What to produce:
Filter the listing below for "positive" and report every line that has it.

Information:
* * * * *

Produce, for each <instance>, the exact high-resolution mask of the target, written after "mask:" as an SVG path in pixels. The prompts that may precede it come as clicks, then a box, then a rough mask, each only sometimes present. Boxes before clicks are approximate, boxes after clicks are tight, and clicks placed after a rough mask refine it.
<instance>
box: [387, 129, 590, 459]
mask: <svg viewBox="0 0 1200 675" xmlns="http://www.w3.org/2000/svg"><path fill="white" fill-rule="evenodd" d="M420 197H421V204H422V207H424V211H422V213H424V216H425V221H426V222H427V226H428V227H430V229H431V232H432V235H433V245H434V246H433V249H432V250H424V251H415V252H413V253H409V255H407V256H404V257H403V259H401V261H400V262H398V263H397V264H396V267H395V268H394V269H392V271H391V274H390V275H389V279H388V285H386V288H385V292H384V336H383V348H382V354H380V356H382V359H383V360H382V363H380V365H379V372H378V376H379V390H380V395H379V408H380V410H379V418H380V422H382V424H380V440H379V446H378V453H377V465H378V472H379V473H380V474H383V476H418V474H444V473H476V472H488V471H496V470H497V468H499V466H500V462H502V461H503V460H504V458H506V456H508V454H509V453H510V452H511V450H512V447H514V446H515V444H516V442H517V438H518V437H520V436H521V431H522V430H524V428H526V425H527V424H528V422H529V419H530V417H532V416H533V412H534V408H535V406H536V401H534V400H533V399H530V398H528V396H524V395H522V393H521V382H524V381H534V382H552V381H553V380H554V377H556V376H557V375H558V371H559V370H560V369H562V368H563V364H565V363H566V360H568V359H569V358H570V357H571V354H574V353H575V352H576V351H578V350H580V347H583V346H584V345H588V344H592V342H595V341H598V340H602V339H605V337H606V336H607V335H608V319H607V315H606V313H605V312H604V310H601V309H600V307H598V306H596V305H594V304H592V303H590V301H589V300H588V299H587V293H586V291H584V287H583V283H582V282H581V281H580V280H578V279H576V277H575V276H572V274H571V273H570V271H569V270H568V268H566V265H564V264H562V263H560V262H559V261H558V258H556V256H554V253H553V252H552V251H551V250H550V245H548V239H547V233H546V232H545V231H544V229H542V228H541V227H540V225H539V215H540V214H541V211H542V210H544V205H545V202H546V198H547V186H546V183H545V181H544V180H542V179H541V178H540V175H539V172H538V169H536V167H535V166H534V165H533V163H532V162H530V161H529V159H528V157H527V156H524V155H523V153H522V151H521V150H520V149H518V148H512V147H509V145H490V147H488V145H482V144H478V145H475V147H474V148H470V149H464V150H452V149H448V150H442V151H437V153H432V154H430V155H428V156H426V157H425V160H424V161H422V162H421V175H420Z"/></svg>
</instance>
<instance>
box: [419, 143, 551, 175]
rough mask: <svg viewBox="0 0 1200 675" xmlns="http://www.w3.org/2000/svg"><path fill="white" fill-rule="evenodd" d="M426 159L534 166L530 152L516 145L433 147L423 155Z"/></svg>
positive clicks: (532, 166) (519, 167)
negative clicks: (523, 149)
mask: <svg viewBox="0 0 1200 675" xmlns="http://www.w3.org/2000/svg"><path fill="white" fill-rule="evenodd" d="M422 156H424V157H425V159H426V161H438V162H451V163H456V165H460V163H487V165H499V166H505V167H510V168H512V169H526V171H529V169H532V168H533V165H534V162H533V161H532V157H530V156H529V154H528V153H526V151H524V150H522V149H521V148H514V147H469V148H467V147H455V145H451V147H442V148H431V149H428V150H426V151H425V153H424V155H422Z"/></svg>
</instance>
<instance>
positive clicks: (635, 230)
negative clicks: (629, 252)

* * * * *

Response to the exercise:
positive clicks: (532, 166) (519, 167)
positive clicks: (635, 230)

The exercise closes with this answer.